▸ **HOW TO COMPLETE THIS TASK**
Copy each line of the data beneath in which the word "house" appears.

▸ **DATASET RECORDS**
══════

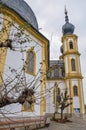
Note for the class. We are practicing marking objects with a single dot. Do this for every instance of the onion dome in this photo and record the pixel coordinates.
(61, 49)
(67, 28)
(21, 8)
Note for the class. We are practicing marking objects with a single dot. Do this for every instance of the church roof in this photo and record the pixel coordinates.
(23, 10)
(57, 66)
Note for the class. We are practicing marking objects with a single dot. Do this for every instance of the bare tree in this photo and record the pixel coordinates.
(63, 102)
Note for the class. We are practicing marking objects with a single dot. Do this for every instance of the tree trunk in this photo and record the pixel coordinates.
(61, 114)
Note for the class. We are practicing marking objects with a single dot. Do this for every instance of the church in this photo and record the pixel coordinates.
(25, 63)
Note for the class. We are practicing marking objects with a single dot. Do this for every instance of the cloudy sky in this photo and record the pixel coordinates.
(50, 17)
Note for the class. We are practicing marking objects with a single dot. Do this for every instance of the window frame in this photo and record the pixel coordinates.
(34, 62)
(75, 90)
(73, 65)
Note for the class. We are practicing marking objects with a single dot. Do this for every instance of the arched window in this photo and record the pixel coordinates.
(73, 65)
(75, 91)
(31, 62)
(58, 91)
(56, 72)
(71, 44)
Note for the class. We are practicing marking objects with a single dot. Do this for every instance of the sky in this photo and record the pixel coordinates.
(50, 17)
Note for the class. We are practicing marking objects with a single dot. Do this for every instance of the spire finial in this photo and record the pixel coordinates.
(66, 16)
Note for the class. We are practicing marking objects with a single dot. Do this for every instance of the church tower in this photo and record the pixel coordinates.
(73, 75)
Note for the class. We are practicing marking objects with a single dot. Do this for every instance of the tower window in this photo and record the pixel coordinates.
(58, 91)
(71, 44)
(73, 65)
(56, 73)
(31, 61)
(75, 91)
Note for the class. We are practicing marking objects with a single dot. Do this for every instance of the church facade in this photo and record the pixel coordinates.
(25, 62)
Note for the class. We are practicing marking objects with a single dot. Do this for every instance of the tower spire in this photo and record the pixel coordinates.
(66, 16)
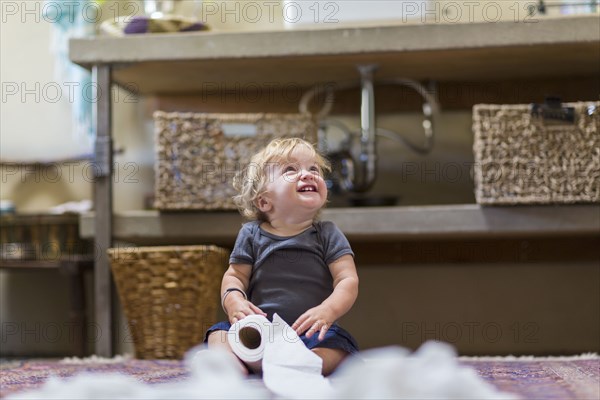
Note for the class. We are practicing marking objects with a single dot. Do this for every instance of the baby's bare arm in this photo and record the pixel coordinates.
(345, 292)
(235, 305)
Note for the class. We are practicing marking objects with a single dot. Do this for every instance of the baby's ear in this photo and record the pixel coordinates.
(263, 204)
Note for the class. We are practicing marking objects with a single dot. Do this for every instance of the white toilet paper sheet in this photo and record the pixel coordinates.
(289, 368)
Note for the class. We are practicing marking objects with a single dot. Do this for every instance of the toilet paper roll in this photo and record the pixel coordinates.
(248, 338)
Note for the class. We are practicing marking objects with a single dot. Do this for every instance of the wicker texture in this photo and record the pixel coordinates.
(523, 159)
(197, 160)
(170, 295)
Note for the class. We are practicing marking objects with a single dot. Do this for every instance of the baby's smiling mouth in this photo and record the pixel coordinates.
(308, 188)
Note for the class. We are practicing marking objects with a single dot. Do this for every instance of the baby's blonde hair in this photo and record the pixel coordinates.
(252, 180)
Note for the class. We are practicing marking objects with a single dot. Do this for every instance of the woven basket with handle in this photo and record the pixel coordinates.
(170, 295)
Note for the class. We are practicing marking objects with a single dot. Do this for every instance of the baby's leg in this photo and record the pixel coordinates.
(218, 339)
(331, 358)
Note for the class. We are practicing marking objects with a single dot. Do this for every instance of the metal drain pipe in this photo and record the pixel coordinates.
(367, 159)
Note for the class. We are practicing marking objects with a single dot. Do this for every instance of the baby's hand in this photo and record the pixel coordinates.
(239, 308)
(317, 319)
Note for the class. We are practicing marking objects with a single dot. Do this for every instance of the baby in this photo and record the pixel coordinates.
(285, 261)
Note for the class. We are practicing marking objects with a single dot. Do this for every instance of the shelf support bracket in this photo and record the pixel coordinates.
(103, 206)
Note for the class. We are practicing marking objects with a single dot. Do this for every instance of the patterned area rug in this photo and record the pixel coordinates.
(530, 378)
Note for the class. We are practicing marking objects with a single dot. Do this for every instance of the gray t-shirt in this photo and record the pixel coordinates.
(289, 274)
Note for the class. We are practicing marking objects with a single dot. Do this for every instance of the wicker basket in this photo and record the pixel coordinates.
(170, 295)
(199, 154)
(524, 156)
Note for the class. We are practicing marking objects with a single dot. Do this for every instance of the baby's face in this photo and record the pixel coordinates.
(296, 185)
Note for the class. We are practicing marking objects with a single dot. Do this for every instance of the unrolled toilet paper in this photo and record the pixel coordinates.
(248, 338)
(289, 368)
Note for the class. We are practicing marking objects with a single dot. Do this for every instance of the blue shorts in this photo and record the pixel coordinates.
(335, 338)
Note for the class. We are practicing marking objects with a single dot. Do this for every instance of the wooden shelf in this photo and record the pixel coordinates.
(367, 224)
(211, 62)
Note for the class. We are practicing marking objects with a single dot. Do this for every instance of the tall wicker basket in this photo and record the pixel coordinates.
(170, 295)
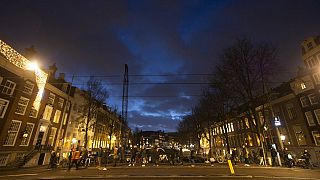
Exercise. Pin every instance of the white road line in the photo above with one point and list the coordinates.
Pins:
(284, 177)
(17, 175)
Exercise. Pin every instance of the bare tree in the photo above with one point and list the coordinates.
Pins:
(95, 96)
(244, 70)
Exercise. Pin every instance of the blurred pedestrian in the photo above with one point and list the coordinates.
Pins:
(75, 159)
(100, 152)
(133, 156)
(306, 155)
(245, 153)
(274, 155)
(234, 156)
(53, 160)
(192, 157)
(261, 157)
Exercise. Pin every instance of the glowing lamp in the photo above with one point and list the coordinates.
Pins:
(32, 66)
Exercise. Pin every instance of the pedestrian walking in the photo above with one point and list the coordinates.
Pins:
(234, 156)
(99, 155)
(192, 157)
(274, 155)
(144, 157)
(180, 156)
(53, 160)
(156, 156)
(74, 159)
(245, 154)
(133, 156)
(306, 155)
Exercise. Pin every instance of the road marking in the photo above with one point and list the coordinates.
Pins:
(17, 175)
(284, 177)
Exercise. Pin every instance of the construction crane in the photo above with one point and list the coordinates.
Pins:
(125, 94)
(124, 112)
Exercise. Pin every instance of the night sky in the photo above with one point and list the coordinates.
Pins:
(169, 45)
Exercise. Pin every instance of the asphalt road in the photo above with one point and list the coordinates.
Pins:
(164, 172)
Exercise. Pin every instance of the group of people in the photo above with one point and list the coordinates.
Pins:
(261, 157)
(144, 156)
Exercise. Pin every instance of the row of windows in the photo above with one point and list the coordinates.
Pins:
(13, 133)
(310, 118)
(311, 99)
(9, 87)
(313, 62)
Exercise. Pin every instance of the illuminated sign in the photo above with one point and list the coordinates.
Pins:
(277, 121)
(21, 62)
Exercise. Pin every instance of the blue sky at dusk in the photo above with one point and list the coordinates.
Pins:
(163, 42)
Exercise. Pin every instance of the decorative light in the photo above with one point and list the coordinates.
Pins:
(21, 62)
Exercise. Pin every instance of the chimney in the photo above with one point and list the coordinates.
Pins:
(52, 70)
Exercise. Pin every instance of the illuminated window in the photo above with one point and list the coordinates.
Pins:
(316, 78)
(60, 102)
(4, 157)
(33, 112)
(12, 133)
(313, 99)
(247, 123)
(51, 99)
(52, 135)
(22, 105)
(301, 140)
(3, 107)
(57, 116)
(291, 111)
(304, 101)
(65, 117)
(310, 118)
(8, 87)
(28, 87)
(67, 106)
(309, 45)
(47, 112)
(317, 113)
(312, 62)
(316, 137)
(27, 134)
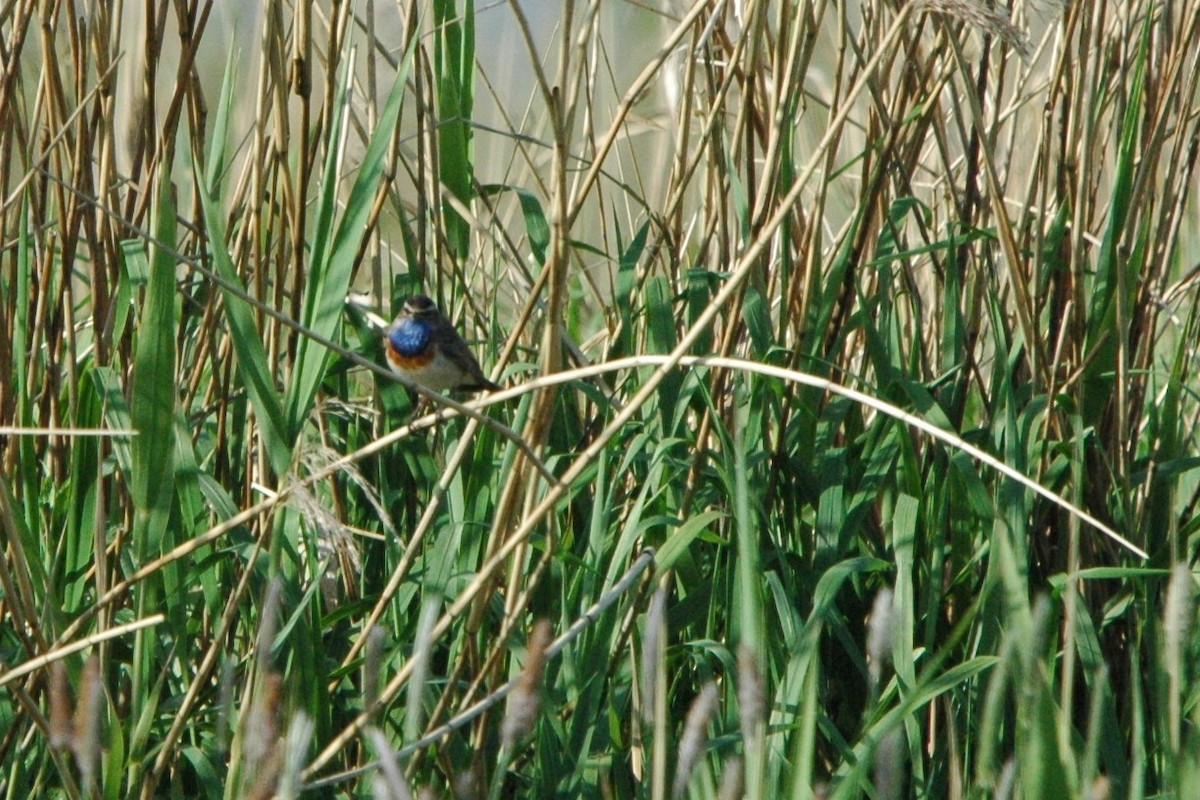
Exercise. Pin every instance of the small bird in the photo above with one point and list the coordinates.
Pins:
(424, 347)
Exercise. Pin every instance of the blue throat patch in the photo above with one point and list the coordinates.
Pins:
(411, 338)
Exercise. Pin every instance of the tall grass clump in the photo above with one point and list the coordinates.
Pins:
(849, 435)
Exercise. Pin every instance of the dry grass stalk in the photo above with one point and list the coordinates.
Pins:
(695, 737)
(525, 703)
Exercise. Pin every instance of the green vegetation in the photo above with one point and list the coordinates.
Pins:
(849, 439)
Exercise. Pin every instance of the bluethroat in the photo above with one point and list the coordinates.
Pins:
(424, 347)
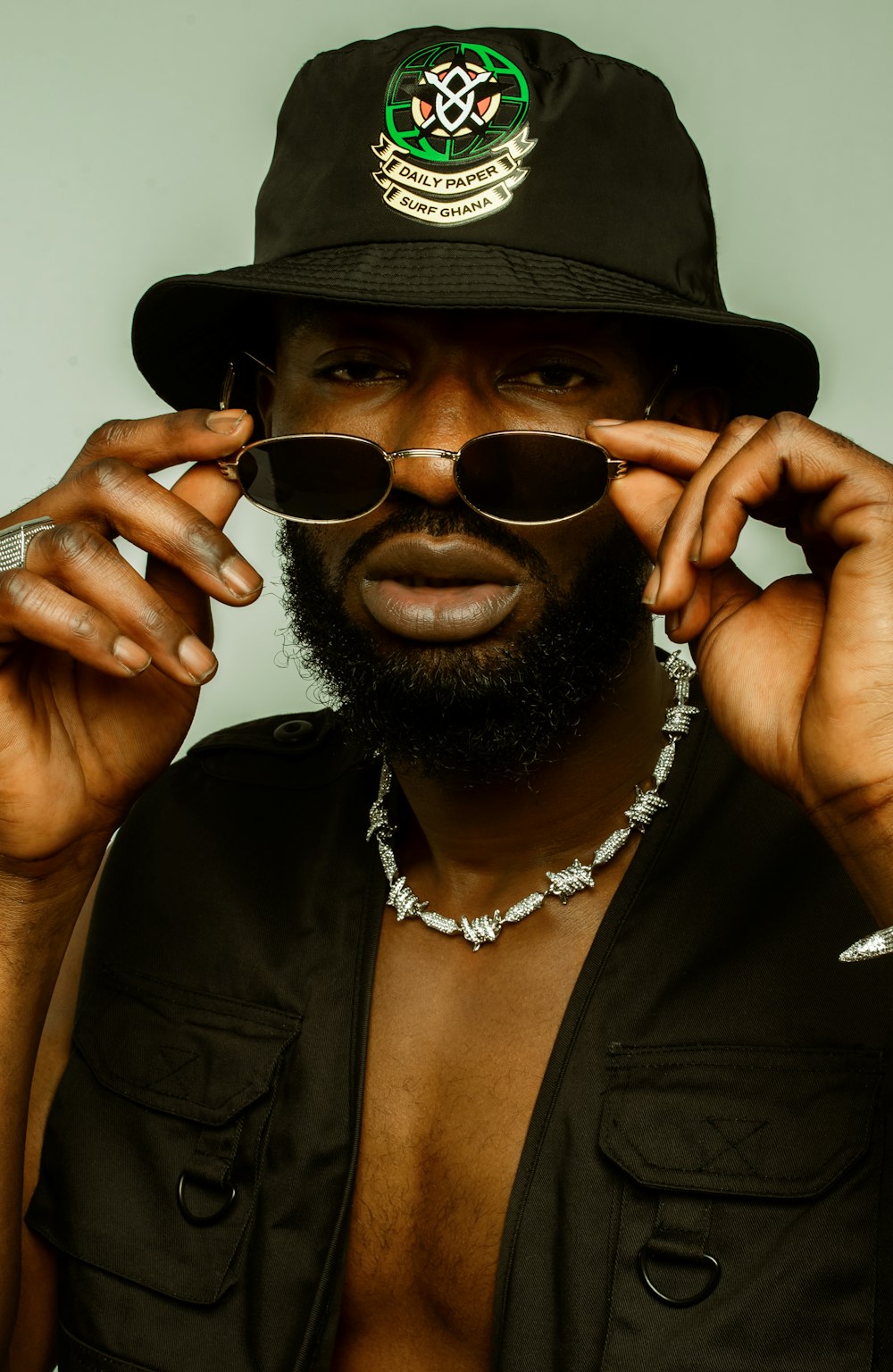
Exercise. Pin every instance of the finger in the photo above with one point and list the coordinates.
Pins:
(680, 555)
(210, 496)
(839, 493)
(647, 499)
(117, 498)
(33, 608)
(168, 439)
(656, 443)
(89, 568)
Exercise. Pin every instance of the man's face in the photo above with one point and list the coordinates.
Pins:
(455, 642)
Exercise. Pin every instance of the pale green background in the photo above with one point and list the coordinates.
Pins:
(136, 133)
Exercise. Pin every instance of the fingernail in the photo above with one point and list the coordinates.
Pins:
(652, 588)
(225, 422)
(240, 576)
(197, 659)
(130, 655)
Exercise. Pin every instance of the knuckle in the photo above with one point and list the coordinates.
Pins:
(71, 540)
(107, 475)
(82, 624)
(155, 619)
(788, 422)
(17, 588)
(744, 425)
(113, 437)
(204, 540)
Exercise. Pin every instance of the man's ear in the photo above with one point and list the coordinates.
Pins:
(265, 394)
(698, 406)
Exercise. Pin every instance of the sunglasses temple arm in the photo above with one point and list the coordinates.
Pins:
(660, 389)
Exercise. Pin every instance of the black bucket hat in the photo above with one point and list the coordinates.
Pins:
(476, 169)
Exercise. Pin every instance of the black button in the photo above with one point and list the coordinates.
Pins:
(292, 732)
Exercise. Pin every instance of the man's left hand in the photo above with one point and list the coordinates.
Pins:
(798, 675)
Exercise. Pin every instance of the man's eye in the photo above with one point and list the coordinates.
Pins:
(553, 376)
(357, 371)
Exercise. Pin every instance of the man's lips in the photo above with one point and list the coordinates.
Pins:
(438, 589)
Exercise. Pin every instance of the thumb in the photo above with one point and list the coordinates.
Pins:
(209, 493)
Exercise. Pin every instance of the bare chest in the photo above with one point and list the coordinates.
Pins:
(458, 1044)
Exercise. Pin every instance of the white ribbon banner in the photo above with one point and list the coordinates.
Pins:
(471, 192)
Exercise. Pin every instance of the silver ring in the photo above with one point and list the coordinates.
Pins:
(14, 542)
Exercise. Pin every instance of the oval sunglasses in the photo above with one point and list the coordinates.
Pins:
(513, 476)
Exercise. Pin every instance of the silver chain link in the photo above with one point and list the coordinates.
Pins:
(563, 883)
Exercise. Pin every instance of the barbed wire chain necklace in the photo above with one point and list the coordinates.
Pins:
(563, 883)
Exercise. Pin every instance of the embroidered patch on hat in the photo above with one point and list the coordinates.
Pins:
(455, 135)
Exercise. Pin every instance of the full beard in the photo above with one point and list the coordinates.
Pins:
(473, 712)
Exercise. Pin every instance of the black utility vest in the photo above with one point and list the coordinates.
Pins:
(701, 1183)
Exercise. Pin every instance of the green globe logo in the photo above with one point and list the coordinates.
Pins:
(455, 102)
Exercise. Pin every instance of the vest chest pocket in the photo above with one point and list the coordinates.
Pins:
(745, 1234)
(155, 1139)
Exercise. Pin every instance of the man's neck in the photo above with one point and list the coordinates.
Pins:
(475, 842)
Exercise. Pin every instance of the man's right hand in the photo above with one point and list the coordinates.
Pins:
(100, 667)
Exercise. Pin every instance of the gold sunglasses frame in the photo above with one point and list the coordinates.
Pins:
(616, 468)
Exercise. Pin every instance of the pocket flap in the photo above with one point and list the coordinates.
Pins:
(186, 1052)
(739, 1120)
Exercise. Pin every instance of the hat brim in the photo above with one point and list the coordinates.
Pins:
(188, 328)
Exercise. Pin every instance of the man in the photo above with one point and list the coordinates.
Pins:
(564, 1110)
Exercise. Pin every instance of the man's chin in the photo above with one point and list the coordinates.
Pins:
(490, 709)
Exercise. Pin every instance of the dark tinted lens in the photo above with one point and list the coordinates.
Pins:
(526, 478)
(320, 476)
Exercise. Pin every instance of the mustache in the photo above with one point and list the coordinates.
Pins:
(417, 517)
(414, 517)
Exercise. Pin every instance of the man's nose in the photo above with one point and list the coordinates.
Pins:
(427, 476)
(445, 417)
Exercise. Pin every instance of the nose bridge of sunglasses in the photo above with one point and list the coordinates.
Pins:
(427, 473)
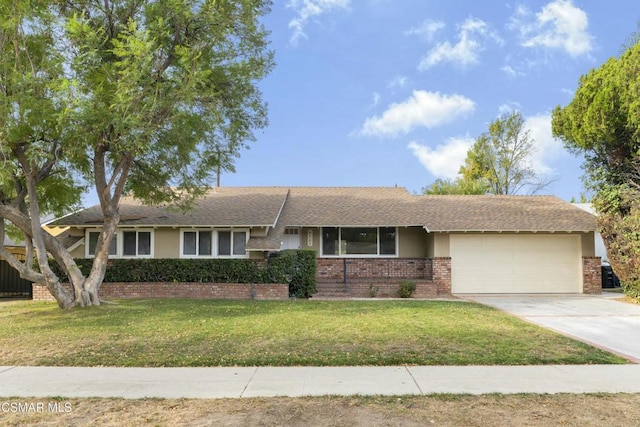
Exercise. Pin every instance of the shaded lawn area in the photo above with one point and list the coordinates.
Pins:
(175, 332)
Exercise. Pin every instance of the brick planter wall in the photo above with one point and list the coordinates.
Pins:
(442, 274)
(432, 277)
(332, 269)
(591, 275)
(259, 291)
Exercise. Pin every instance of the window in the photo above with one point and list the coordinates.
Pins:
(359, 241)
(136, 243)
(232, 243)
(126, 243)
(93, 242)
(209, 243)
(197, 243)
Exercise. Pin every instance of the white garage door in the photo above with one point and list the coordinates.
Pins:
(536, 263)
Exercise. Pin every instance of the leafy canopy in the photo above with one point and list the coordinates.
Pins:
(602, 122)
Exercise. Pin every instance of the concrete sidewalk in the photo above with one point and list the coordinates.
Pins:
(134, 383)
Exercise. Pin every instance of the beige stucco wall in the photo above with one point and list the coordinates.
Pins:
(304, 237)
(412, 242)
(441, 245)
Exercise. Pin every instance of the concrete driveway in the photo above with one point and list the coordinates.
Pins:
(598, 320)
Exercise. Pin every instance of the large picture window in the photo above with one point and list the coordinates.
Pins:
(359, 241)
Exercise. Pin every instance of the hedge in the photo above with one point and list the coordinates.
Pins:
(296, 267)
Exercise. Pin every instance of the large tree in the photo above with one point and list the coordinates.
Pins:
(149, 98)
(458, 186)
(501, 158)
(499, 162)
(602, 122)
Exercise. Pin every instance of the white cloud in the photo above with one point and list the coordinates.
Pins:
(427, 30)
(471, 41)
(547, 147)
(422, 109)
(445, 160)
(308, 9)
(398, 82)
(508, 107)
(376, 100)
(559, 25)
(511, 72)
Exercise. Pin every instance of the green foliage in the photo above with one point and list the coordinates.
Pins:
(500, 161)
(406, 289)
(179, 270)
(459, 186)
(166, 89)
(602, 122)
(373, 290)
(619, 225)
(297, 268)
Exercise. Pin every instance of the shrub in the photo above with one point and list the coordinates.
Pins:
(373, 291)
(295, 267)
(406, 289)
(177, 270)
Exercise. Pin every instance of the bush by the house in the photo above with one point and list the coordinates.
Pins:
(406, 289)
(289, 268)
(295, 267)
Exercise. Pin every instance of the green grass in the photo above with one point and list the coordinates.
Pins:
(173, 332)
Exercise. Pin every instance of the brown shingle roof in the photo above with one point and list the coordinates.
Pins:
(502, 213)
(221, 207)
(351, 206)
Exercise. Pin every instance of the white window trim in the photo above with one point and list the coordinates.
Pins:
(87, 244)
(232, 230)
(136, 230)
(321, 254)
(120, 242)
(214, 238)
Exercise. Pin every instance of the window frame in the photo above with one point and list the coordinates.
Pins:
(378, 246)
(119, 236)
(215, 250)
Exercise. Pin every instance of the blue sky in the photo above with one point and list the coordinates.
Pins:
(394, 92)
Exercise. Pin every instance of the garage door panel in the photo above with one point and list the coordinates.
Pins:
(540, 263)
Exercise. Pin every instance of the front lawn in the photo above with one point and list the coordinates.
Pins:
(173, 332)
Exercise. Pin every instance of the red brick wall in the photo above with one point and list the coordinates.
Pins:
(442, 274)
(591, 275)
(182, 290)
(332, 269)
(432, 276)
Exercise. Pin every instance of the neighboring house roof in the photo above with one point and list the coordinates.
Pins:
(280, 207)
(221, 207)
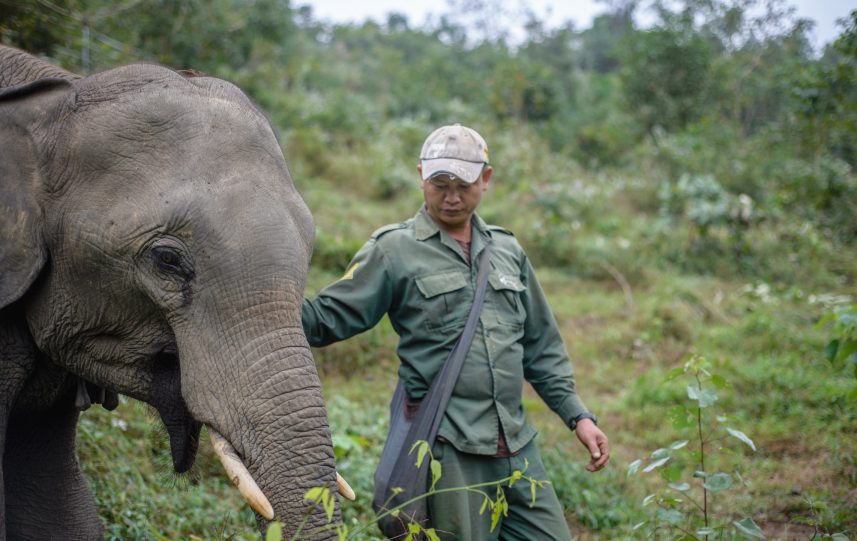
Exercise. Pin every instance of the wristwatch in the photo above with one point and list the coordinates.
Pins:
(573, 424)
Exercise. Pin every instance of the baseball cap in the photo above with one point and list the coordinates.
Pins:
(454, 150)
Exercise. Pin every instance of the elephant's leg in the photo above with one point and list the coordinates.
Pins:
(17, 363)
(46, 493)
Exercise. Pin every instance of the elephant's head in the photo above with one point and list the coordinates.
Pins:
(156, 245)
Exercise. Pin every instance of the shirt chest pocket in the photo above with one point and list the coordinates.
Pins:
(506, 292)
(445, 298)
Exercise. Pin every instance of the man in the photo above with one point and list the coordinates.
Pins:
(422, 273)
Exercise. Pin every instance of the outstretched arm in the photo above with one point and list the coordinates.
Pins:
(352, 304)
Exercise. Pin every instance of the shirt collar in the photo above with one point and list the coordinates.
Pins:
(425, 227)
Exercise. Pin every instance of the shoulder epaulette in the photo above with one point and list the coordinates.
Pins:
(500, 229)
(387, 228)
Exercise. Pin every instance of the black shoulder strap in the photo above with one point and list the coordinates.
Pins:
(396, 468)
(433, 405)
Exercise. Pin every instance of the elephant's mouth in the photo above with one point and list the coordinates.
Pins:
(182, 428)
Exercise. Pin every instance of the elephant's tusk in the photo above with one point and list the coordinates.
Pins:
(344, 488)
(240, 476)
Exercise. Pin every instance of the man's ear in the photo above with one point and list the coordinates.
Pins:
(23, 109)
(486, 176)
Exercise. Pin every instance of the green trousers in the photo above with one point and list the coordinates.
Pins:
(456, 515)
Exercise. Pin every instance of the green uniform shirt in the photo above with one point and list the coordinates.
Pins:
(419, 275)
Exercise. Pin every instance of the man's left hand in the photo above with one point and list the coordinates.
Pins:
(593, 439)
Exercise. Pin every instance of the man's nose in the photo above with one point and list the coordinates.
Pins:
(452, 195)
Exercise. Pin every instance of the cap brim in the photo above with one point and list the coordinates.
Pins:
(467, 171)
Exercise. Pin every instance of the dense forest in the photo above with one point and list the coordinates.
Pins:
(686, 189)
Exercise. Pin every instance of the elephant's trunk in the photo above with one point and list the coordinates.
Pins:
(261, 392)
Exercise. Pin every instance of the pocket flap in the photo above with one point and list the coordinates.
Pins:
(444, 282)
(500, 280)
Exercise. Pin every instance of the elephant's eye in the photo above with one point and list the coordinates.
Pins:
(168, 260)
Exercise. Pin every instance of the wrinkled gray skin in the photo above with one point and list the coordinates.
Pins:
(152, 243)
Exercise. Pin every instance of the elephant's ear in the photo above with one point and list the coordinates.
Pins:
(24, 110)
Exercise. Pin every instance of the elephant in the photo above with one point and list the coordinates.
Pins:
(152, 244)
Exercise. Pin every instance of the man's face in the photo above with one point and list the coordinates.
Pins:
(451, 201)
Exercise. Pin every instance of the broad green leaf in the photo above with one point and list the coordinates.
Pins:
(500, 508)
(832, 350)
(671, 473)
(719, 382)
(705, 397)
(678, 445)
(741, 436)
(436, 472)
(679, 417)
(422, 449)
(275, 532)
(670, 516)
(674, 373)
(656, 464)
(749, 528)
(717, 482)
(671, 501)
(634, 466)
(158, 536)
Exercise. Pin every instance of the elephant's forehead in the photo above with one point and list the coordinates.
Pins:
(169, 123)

══════

▸ **SOLUTION FOR THIS EXERCISE**
Exercise. Pin every instance of the bush by the house in the photo above with one point and list the coordinates.
Exercise. Pin every instance of the neighboring house roof in the photo above with one point and list the coordinates.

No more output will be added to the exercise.